» YOUR OBJECTIVE
Please print all of the entries, matching them exactly.

» Referring expression data
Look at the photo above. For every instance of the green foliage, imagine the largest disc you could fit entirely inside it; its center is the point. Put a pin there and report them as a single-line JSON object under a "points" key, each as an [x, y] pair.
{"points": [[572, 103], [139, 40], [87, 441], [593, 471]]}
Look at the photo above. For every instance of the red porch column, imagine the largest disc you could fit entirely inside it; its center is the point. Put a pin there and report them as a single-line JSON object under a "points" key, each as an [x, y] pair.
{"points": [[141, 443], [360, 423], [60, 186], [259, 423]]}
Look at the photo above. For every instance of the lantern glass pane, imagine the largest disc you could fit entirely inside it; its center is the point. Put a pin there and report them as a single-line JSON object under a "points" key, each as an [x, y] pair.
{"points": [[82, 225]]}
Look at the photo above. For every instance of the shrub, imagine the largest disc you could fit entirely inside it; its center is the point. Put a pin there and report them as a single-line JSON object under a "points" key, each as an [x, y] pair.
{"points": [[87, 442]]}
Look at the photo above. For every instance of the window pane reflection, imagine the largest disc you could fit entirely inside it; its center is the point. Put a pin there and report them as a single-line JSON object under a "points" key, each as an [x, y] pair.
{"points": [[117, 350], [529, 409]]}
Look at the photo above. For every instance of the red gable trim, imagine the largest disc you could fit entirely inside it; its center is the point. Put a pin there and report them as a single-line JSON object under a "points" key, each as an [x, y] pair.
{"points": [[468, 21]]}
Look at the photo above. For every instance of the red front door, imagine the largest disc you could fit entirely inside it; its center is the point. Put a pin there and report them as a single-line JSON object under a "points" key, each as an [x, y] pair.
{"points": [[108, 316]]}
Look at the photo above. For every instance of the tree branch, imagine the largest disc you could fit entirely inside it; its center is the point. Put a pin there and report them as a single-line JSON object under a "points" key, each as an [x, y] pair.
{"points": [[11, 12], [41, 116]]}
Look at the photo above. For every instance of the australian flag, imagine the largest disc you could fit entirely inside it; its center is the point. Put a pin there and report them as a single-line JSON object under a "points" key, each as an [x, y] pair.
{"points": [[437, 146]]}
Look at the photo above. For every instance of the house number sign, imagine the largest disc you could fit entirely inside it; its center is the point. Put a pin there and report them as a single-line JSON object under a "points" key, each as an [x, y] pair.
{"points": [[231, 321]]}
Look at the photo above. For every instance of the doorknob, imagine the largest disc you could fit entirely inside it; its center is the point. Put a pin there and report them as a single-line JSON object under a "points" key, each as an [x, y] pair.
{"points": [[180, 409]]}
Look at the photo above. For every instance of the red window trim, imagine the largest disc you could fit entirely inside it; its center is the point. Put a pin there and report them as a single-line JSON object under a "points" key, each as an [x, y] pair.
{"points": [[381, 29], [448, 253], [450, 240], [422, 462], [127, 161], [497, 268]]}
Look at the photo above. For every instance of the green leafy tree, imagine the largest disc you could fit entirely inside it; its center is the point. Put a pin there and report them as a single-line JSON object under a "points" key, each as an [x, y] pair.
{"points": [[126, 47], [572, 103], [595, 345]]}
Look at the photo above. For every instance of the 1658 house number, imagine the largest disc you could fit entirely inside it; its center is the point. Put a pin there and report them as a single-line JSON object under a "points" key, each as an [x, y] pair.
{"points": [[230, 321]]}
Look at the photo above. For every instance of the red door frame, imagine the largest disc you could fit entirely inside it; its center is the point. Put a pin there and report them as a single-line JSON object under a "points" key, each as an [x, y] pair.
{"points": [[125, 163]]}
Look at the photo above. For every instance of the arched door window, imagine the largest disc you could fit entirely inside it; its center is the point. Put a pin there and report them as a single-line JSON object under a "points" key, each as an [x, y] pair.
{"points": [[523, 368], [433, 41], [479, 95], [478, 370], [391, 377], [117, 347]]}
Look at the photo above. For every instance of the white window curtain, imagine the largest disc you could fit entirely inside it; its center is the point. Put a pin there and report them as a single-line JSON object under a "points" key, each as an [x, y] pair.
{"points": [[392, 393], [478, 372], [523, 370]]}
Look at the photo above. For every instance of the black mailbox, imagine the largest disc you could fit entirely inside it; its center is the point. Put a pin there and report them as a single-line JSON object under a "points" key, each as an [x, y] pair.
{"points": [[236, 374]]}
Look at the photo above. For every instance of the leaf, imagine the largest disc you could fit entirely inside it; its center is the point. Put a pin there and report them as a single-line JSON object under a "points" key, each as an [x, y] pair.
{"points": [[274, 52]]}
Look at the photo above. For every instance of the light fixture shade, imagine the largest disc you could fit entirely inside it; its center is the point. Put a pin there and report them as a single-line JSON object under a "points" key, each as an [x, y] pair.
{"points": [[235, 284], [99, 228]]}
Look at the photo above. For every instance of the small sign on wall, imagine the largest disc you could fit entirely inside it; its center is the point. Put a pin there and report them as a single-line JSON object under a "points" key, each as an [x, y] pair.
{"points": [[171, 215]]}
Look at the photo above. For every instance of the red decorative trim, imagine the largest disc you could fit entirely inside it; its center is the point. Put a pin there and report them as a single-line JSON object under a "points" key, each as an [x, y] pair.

» RESPONSE
Look at the photo above. For every instance of the green foliage, imagine the largest disc you could fit entirely inside it; its center is the point. Put a pin there and report them as a single-line JSON object under a "points" key, each as an [x, y] pair.
{"points": [[572, 103], [139, 40], [87, 441], [593, 471]]}
Look at the photo above. For every instance of the red porch column, imagine the largest disc you could fit entirely inside it; its center is the point. Put a pin there and report them as a single-line JSON object under a "points" key, each as an [x, y] pair.
{"points": [[141, 443], [360, 423], [60, 186], [259, 423]]}
Look at the photo above. For every instance of the lantern glass pane, imagine the largest disc you could fit entirely inside it; its center is the point. Put a pin there and report them as a single-line JSON object under a "points" key, each as an [x, y] pair.
{"points": [[82, 225]]}
Look at the photo above. For every instance of the shrub, imagine the largest disc you could fit entirely inside it; its center is the point. Put a pin there and report them as a single-line JSON object under a "points" key, each as an [x, y] pair.
{"points": [[87, 442]]}
Look at the photo above. For every instance of the window pane reflection, imagine the largest disc you could fit entirely inside it; its center is the point. Put a pin there and report them as a single-line JSON object under a "points" key, each as an [x, y] pair.
{"points": [[117, 350], [529, 409]]}
Look at the photo above. For every instance of the red gable trim, imagine the largest disc you could fit entirely inside it; its center is the point. Put a pin there and report them as a single-line JSON object under a "points" key, each as an [x, y] pair.
{"points": [[468, 21]]}
Look at the photo above. For every instance of the red front door, imagine the largest disc you could fit entirely inside it; its center is the point. Put a pin there and report them as a single-line JSON object under a "points" key, each as an [x, y] pair.
{"points": [[108, 316]]}
Look at the photo above. For every instance of the tree branch, imagine the largest disc you could fit entirely inside it; its center is the point. Put a pin there and report them as a single-line JSON object under a "points" key, each as an [x, y] pair.
{"points": [[11, 12], [41, 116]]}
Look at the photo above. For every instance of the australian flag, imagine the largest disc you could fit entirely inside it; its center is the point. Put a pin there and report them as a single-line JSON object under a "points" key, each as an [x, y] pair.
{"points": [[437, 146]]}
Look at the photo above. For every instance of the house number sign, imagine the largest disc you could fit entirely inside it; its center is the point. Put a pin there and report them as a single-line JSON object under a "points" key, each as an [x, y] pair.
{"points": [[231, 321]]}
Look at the photo above. For every instance of the doorknob, imagine the largest disc you could fit entirely inside it; its center is the point. Put a pin there and report them as a single-line JSON object under a "points" key, each as an [x, y] pair.
{"points": [[180, 409]]}
Look at the photo above. For every instance of the red window trim, imagine the largest disc you could fit entirely inside it; its center is the point. Put a pin there and report them as a single-line JSON object under a "points" key, each as an [x, y] pair.
{"points": [[381, 29], [448, 253], [450, 240], [422, 462], [127, 161], [497, 268]]}
Look at the photo above. For every instance of the green leafy tree, imagine the largest disc you could fit entirely inside it; its center is the point. Put a pin there and report them as a single-line JSON object under a "points" key, each as an [x, y] pair.
{"points": [[126, 47], [572, 103], [595, 345]]}
Look at the photo above. For every instance of the 1658 house number, imagine the largest disc you could fit entirely inside it; its center is the point. Put a pin there and report them as a single-line JSON object under a "points" key, each as an [x, y] pair.
{"points": [[230, 321]]}
Look at the photo above. For every instance of the red door frame, imagine the largest disc you could fit entirely inside it; its center is the point. Put a pin there and report them as a single-line JSON object under a "points" key, each as an [x, y] pair.
{"points": [[125, 163]]}
Look at the photo above. For every instance of the arched door window, imagine the largest disc you could fit entirely inside it; its center is the point. Put a pin there and report them as a single-line JSON object under a "points" key, each as an [x, y] pair.
{"points": [[523, 368], [433, 41], [479, 95], [478, 370], [391, 377], [117, 347]]}
Look at the photo above. For every instance of the white window curtain, imagine the largest disc you could fit entirely inside it; its center is the point. Put a pin there and report them as a single-line JSON object under a "points" key, each as an [x, y] pair.
{"points": [[392, 393], [478, 372], [523, 370]]}
Look at the photo above. For every instance of the black mailbox, imagine the largest disc you could fit entirely inside it; its center is the point. Put a pin there and report them as a single-line JSON object under a "points" key, each as an [x, y] pair.
{"points": [[236, 374]]}
Look at the photo above. For every instance of the leaf, imagine the largest disc you could fit entirely inside it; its center is the point. Put a pin there and report them as a single-line JSON object under a "points" key, each as an [x, y] pair.
{"points": [[274, 52]]}
Look at the photo above. For every instance of the light fixture shade, imagine the largest disc you could fit entirely inside it; its center is the point. Put a pin there and report them as a single-line JSON object under a "points" key, each as an [x, y] pair.
{"points": [[235, 284], [99, 228]]}
Look at the photo above. For every instance of the small sign on wall, imagine the largest disc you could fit entirely inside it; its center is the point. Put a pin there and report them as a single-line JSON object under a "points" key, each as an [x, y] pair.
{"points": [[171, 215]]}
Look at the photo above. For every instance of the red decorative trim, imagine the largest disc you could fit entirely inside it; its center is the point. Put a pin there and report them as a single-line JSON object under a "points" key, each as an [x, y] pair.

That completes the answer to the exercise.